Exercise description:
Report every line of the rows below that contains the word "dark", copying each line in full.
--- Start Task inputs ---
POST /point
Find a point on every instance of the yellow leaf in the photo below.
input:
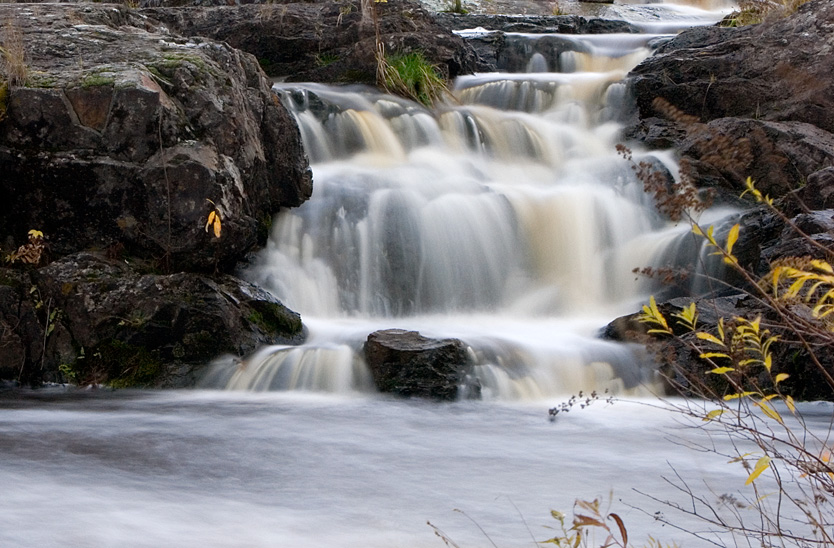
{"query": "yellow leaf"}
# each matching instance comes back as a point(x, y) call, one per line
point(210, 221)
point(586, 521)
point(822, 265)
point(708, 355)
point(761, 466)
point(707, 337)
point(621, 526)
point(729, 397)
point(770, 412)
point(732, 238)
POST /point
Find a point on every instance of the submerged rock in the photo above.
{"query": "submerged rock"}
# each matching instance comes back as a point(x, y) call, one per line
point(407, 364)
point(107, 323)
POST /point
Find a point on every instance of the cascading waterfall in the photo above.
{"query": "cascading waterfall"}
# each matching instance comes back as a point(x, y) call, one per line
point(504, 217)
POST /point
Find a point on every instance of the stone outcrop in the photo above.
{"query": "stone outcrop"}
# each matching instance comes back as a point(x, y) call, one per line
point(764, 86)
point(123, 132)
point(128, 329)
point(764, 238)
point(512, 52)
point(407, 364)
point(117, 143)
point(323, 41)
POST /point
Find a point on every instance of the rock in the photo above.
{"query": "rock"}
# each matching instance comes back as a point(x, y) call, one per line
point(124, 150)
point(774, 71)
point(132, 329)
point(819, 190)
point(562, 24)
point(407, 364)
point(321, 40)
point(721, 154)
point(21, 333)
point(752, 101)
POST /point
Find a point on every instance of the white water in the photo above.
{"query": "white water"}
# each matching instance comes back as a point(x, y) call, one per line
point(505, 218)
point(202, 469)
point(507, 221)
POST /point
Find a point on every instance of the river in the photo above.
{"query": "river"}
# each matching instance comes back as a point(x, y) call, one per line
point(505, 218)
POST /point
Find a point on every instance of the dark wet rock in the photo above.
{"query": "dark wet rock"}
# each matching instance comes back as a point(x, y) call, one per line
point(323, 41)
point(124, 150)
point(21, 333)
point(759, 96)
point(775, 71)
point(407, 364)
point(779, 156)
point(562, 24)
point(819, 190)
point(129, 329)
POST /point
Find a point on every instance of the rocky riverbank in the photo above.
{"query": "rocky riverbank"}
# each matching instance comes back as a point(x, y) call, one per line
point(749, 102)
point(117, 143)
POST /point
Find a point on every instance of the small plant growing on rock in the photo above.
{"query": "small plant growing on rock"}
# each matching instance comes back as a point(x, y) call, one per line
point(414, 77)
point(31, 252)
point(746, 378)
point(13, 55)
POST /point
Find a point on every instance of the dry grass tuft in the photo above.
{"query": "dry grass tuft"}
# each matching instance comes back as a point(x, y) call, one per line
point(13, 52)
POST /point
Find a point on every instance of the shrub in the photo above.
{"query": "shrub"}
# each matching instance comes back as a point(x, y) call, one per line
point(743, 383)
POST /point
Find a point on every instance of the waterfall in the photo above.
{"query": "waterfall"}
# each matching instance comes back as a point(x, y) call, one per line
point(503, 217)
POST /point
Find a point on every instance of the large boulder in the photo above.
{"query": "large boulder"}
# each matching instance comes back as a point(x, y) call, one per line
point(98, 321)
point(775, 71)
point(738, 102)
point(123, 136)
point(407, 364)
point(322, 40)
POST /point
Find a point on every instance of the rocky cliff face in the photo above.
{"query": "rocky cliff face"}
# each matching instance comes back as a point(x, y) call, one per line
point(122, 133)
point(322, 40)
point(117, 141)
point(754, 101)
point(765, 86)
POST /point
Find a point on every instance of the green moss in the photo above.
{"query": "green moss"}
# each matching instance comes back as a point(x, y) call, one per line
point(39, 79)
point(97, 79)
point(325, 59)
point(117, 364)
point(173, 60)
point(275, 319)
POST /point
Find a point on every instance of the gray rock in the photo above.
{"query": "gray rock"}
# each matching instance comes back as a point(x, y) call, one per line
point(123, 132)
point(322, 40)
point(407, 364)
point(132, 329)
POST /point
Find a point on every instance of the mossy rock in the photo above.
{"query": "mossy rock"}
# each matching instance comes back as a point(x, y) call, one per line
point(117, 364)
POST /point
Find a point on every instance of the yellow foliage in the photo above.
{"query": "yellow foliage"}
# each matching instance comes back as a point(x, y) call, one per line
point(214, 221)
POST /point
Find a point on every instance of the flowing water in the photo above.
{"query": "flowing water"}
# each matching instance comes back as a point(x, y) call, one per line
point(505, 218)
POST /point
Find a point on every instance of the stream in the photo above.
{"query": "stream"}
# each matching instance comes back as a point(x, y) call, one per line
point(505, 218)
--- End Task inputs ---
Solution:
Find a point on every instance of the dark wet rock in the photo above.
{"query": "dark wet rock"}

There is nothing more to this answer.